▶ What you have to do: All the data below goes into the copy word for word, but the pictures don't.

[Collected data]
· · · · ·
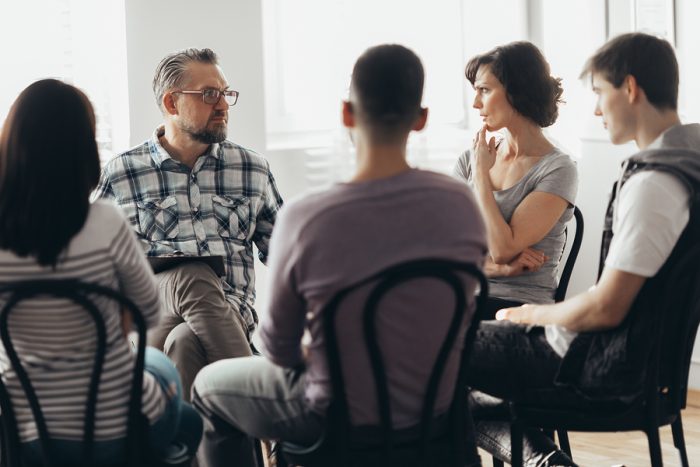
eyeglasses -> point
(211, 96)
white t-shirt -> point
(650, 216)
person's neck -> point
(181, 146)
(526, 139)
(652, 123)
(377, 161)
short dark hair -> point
(49, 164)
(172, 69)
(387, 84)
(524, 73)
(649, 59)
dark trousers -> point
(514, 362)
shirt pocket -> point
(232, 216)
(158, 218)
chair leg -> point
(679, 440)
(516, 444)
(258, 453)
(564, 444)
(654, 447)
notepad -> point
(162, 263)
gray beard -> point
(207, 136)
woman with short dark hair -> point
(526, 187)
(49, 164)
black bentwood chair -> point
(560, 293)
(502, 413)
(677, 313)
(438, 440)
(82, 294)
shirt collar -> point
(159, 155)
(658, 143)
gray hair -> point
(171, 71)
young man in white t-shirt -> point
(554, 354)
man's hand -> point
(529, 260)
(521, 315)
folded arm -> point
(602, 307)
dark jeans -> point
(514, 362)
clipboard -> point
(163, 263)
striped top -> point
(55, 339)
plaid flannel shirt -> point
(223, 205)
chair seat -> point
(605, 415)
(366, 444)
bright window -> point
(311, 45)
(79, 41)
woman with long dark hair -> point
(49, 164)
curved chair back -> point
(678, 321)
(560, 293)
(80, 293)
(677, 313)
(383, 444)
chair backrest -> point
(455, 275)
(678, 320)
(80, 293)
(560, 293)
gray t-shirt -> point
(329, 240)
(555, 173)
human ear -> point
(421, 120)
(169, 103)
(348, 115)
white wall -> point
(232, 29)
(157, 27)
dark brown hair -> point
(524, 73)
(387, 83)
(649, 59)
(49, 164)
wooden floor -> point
(631, 449)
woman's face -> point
(491, 101)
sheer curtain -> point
(310, 48)
(82, 42)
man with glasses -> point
(189, 191)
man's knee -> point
(185, 350)
(195, 277)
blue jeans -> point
(178, 425)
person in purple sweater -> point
(388, 213)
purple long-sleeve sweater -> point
(328, 240)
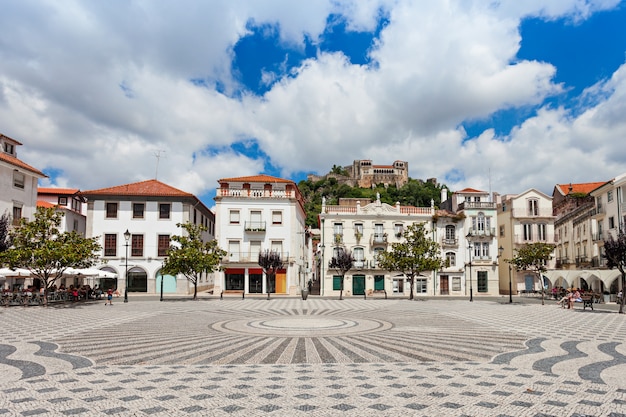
· · · · ·
▶ Response for this exercise:
eyeglasses -> point
(211, 96)
white t-shirt -> point
(650, 216)
person's neck -> point
(181, 146)
(526, 139)
(652, 123)
(377, 161)
short dark hair -> point
(49, 164)
(172, 69)
(387, 84)
(524, 73)
(649, 59)
dark trousers -> point
(514, 362)
shirt pocket -> point
(232, 216)
(158, 218)
chair leg -> point
(679, 440)
(516, 444)
(258, 453)
(564, 444)
(654, 447)
notepad -> point
(162, 263)
gray beard -> point
(207, 136)
woman with short dark hair -> point
(526, 187)
(49, 164)
black bentwood chair -> point
(560, 293)
(502, 413)
(677, 313)
(438, 440)
(82, 294)
shirt collar -> point
(159, 155)
(658, 143)
gray hair -> point
(171, 71)
young man in white t-shirt -> point
(554, 354)
man's hand -> point
(529, 260)
(521, 315)
folded arm -> point
(602, 307)
dark jeans -> point
(514, 362)
clipboard -> point
(163, 263)
striped top -> point
(55, 339)
plaid flannel shirt -> point
(223, 205)
chair seat -> point
(605, 415)
(366, 444)
bright window -> point
(311, 45)
(79, 41)
woman with long dark hair -> point
(49, 164)
curved chair back -> point
(678, 321)
(560, 293)
(80, 293)
(677, 313)
(383, 444)
chair backrest -> point
(455, 275)
(678, 320)
(80, 293)
(560, 293)
gray t-shirt -> point
(329, 240)
(555, 173)
human ear -> point
(421, 120)
(169, 103)
(348, 115)
white wall -> point
(232, 29)
(157, 27)
dark brown hair -> point
(524, 73)
(387, 83)
(649, 59)
(49, 164)
wooden floor -> point
(631, 449)
woman's face -> point
(491, 101)
sheer curtain -> point
(310, 48)
(82, 42)
man with glasses -> point
(189, 191)
man's knee -> point
(185, 350)
(195, 277)
blue jeans -> point
(178, 425)
person in purple sweater -> point
(388, 213)
purple long-sleeve sweater -> point
(328, 240)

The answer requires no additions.